▸ Stated problem: Rewrite the material from the line containing "Labeling batch C. For the image above, tag the commercial" through the end, swapping "integer pixel coordinates" for "whole-number pixel coordinates" and keeping everything else the same. Give back only those lines, and leave out the pictures.
___ Recorded data ___
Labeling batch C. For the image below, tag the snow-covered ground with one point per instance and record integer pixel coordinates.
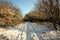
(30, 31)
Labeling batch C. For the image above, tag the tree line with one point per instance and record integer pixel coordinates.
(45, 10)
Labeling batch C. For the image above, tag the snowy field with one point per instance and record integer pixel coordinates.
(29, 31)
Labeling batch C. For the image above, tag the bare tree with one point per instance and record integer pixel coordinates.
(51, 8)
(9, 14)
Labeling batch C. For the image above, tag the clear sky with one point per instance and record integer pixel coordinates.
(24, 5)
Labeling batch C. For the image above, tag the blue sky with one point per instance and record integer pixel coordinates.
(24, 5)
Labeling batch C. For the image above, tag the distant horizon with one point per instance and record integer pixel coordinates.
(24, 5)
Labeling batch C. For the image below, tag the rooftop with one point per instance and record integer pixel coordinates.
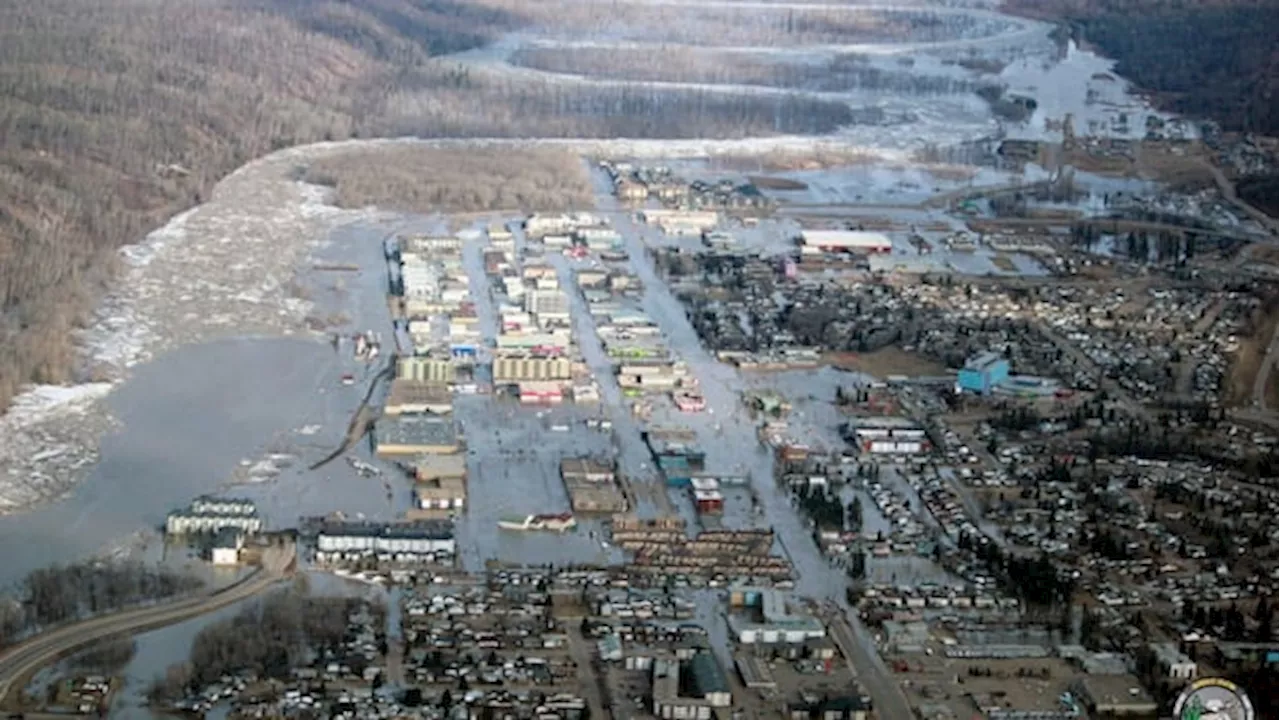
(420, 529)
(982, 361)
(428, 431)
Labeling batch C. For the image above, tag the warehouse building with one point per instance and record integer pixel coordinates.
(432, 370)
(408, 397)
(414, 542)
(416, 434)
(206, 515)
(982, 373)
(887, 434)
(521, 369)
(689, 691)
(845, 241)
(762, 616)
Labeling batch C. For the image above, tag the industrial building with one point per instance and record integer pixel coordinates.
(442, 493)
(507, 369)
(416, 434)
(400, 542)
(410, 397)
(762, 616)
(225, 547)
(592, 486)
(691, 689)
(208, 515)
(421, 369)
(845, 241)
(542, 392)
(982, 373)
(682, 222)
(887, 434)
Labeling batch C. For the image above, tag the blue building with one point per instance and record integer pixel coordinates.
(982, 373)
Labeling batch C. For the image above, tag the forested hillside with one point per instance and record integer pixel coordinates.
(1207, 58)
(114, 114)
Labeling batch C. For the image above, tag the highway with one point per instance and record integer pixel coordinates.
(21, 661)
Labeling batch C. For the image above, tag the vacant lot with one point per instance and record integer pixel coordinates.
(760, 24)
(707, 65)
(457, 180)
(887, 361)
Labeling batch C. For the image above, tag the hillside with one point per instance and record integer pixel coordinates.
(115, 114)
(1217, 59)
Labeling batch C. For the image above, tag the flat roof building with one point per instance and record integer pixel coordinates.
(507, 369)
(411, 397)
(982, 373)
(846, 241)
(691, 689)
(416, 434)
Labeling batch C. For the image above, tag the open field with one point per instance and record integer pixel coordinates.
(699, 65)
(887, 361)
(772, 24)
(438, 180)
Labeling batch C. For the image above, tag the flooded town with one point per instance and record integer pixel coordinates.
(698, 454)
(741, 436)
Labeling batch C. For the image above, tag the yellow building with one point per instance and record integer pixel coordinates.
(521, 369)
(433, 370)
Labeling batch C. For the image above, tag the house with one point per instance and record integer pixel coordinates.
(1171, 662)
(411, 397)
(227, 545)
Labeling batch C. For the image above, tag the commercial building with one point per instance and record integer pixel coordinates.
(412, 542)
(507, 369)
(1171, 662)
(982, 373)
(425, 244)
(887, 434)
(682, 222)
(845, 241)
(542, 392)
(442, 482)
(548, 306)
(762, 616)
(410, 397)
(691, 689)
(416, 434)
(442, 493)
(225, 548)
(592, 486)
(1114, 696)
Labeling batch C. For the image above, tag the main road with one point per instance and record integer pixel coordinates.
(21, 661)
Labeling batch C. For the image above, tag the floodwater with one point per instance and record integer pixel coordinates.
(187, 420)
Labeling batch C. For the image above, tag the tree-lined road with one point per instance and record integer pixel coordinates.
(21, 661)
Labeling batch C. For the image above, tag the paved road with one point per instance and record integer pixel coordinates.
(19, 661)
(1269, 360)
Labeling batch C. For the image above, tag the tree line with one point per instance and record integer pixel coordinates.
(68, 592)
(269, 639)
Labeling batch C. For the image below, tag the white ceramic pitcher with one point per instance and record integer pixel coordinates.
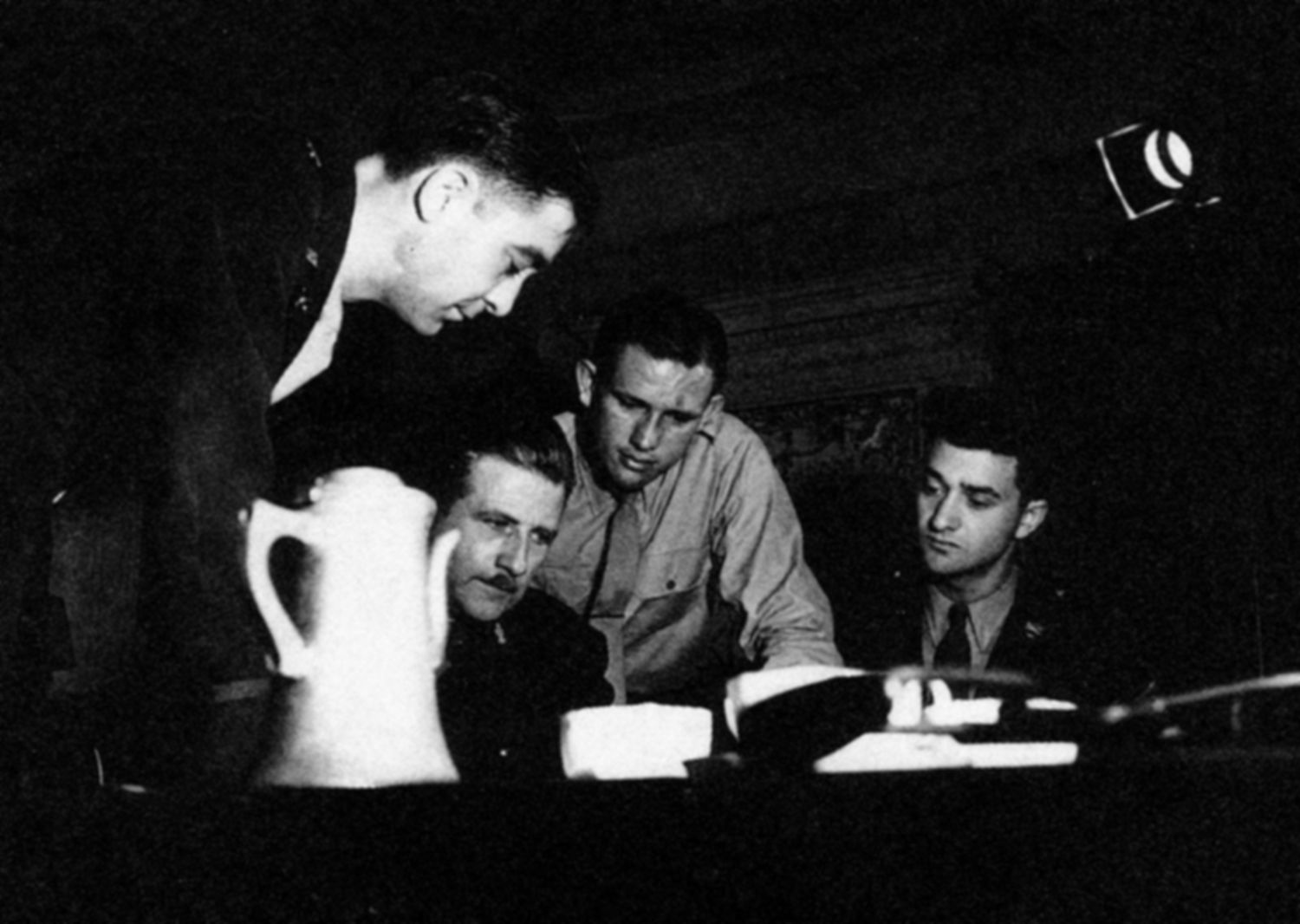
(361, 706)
___
▸ Exercise answer:
Labeling batch C. For the image above, tag the commercial building with one point per instance and record whole-number pixel coordinates.
(412, 542)
(507, 369)
(1171, 662)
(982, 373)
(425, 244)
(887, 434)
(682, 222)
(845, 241)
(542, 392)
(442, 482)
(548, 306)
(762, 616)
(410, 397)
(691, 689)
(416, 434)
(442, 493)
(225, 548)
(592, 486)
(1114, 696)
Labeling batch C. For the image above, tag the main road with one point per instance and record whole-number pixel coordinates.
(21, 661)
Labeling batch C. For the image above, tag the floodwater with one point per instance and record whole-number pixel coordinates.
(187, 420)
Labeling batch C. For the image above, tag the tree-lined road with one point per instance and record whole-number pixel coordinates.
(21, 661)
Labeling batch C. For the image above, tag the paved road with one point per instance and record whole-number pixel coordinates.
(19, 661)
(1269, 360)
Labeling batch C. For the image above, tag the tree line with one point per instance and record whole-number pixel coordinates.
(68, 592)
(269, 639)
Labeling batch C. For the image below, tag the white ceramic pitcher with one point per instance and record whole-number pixel coordinates.
(361, 706)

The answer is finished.